AIM OF THE TASK => Are you able to quote each entry exactly as written?

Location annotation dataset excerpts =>
## START

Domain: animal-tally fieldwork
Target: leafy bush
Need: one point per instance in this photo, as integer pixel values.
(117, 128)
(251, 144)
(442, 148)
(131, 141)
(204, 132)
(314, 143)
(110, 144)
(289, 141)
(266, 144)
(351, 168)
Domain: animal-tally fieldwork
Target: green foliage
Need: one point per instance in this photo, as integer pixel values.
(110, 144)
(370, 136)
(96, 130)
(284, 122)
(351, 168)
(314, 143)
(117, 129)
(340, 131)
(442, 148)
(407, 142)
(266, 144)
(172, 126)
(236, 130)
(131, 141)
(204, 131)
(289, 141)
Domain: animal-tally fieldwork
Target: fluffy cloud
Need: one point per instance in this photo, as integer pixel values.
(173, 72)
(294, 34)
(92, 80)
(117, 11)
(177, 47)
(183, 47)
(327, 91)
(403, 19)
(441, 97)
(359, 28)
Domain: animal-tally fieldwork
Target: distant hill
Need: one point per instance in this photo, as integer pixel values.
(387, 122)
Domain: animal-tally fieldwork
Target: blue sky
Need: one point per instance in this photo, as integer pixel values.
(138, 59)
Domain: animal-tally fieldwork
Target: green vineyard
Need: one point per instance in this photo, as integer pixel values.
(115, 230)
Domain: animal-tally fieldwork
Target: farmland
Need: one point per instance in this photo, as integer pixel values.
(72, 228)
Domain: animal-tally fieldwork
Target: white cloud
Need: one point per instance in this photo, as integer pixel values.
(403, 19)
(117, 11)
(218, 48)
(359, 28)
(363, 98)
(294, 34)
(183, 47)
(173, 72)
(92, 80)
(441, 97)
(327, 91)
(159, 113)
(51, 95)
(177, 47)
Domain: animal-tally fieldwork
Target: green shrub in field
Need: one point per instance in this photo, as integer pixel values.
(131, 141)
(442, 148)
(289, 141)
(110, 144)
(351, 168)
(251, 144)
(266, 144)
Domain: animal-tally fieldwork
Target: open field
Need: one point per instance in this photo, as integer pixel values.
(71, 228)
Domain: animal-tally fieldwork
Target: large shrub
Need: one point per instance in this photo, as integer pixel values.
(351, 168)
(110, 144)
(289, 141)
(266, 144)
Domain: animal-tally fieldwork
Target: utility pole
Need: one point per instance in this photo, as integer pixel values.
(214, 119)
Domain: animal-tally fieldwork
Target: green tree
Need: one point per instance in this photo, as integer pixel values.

## END

RIGHT ANSWER =>
Domain: animal-tally fieldwork
Target: leafy bush
Need: one point per instance in this photo, as integer pixel values.
(117, 128)
(251, 144)
(442, 148)
(131, 141)
(204, 132)
(314, 143)
(110, 144)
(289, 141)
(266, 144)
(351, 168)
Domain: animal-tally fieldwork
Target: green foliage
Need: one point per instance in this photo, as integer pixel values.
(110, 144)
(370, 136)
(96, 130)
(284, 122)
(351, 168)
(314, 143)
(117, 129)
(340, 131)
(442, 148)
(407, 142)
(266, 144)
(172, 126)
(236, 130)
(131, 141)
(204, 131)
(289, 141)
Domain: animal-tally fieldwork
Target: fluffy cloud
Need: one point per instance in this photo, as integer pixel values.
(173, 72)
(294, 34)
(92, 80)
(117, 11)
(177, 47)
(183, 47)
(327, 91)
(403, 19)
(441, 97)
(359, 28)
Domain: animal-tally fieldwork
Target: distant hill
Need: one point per instance in this photo, as integer pixel values.
(387, 122)
Domain: animal-tally fieldwork
Target: blue sky
Need: one point per instance in this photo, as integer pixel values.
(138, 59)
Domain: animal-tally fieldwork
Target: green vineyard
Need: one point per instance in this photo, as integer pixel values.
(115, 230)
Domain: animal-tally fieldwork
Target: farmland
Need: one point per instance in this photo, as integer pixel values.
(72, 228)
Domain: animal-tally fieldwork
Target: white cloud
Need: one point per instance in this photo, as integer pixel values.
(403, 19)
(117, 11)
(218, 48)
(359, 28)
(363, 98)
(294, 34)
(183, 47)
(173, 72)
(92, 80)
(441, 97)
(327, 91)
(159, 113)
(51, 95)
(177, 47)
Domain: animal-tally fieldwork
Target: green shrub in field
Need: one point per instance in this photo, as integer pixel values.
(131, 141)
(442, 148)
(289, 141)
(110, 144)
(351, 168)
(251, 144)
(266, 144)
Domain: animal-tally fieldwork
Target: open field
Need: one point per instance in this photo, as integer pixel values.
(71, 228)
Domain: animal-tally fieldwork
Target: large shrub
Need: one point per instance in this photo, as integer pixel values.
(351, 168)
(110, 144)
(289, 141)
(266, 144)
Domain: animal-tally fieldwork
Target: utility pole
Need: one point per instance in this photo, as integer pixel values.
(214, 119)
Domain: animal-tally fieldwork
Target: green tree
Need: one point per instance in this photo, as integer pixel values.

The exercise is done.